- **Отрывок**:
<<<<

Главная задача этой и предшествующей глав состояла в том, чтобы утвердить исторический опыт в собственных правах, так чтобы его невозможно было нивелировать в рамках матрицы тради­ционных объяснений опыта. Гадамер справедливо надеялся, что эстетический опыт поможет нам понять, как достичь этой цели. Но, заменив эстетический опыт диалектическим опытом, Гадамер не сумел разорвать связи между опытом и истиной. А где истина, там недалеко и эпистемология. Следовательно, как бы Гада мер ни критиковал Дильтея, он остался ближе к трансцендентализму этого в высшей степени замечательного предшественника, чем ему самому хотелось бы думать. И перед нами встал вопрос, как продолжить движение из того места, где столь внезапно остановился Гадамер (и многие другие, например Деррида и Рорти)47. Обратившись к этому вопросу, мы исследовали, во-первых, какими могут быть следствия разъединения опыта и истины. И, во- вторых, в этой главе мы спросили себя, какие уроки мы можем извлечь из прагматистской концепции эстетического опыта, для того чтобы лучше понять исторический опыт.

>>>>

- **Изучите материал**:
- a) Изложите содержание отрывка в двух предложениях.
- b) Чем, согласно отрывку, Гадамер заменил эстетический опыт?
- c) Перечислите всех людей, названных в отрывке по имени.
Приведённые далее строки для выполнения заданий не нужны.

Сохранённые записи из коллекции
<<<<

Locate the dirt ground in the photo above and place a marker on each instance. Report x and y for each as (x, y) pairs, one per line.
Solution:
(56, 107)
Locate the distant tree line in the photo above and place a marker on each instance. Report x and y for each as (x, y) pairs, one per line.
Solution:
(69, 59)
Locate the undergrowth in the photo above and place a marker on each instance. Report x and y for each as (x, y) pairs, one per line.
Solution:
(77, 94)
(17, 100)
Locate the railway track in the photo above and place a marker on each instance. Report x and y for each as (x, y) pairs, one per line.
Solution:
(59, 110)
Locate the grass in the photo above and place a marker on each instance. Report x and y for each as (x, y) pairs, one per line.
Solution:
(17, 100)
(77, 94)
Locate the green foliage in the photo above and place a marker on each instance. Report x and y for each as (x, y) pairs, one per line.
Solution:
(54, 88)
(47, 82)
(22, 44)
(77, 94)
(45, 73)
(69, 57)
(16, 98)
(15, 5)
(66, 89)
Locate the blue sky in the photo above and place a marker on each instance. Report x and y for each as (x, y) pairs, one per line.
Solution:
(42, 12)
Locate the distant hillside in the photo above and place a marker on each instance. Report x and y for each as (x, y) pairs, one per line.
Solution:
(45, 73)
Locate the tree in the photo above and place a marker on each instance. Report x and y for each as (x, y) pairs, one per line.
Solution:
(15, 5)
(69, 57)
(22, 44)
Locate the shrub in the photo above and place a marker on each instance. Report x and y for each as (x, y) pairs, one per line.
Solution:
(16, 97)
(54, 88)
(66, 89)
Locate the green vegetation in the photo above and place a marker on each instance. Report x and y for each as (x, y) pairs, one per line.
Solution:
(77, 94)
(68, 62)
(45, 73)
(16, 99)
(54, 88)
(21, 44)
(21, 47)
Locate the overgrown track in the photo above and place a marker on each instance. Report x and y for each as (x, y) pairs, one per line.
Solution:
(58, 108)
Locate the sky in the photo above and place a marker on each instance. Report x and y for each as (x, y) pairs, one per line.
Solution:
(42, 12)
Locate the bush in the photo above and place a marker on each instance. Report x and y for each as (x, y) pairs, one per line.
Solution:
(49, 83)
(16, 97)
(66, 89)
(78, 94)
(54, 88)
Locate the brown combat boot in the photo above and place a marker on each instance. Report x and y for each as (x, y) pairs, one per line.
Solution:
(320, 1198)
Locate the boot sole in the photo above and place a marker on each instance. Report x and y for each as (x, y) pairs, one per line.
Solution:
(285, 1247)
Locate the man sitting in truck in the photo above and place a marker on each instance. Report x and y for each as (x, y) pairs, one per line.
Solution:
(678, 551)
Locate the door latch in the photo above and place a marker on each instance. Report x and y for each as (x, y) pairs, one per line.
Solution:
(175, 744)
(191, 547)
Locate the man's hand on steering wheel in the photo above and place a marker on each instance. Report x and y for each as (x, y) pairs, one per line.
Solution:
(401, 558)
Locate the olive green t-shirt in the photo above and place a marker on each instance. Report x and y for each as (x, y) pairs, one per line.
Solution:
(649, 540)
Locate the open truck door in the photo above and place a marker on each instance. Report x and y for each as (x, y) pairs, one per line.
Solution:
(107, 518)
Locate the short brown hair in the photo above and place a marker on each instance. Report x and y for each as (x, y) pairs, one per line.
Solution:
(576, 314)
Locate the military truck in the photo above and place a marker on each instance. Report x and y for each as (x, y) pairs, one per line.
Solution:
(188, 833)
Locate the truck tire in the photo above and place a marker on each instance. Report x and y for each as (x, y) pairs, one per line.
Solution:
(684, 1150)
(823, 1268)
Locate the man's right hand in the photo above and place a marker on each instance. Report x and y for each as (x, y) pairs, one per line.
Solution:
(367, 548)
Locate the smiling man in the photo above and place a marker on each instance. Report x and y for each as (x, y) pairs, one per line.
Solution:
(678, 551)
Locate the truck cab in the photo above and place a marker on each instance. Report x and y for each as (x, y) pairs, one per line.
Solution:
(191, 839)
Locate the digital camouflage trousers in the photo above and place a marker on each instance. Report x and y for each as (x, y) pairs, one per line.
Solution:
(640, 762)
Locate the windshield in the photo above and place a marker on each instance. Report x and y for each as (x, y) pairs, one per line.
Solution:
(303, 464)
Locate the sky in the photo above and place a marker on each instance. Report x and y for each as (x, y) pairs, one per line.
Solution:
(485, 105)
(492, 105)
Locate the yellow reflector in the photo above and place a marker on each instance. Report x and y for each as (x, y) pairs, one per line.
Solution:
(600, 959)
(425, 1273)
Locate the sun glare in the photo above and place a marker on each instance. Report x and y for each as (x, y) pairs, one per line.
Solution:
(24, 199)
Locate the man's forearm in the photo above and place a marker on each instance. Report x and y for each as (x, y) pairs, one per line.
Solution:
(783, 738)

>>>>

- **Ответы**:
- a) Отрывок утверждает, что Гадамер, заменив эстетический опыт диалектическим, не сумел разорвать связь между опытом и истиной и поэтому остался ближе к трансцендентализму Дильтея, чем ему хотелось бы думать. Чтобы двинуться дальше того места, где он остановился, исследуются следствия разъединения опыта и истины, а также уроки прагматистской концепции эстетического опыта для понимания исторического опыта.

- b) Диалектическим опытом.

- c) Гадамер, Дильтей, Деррида, Рорти.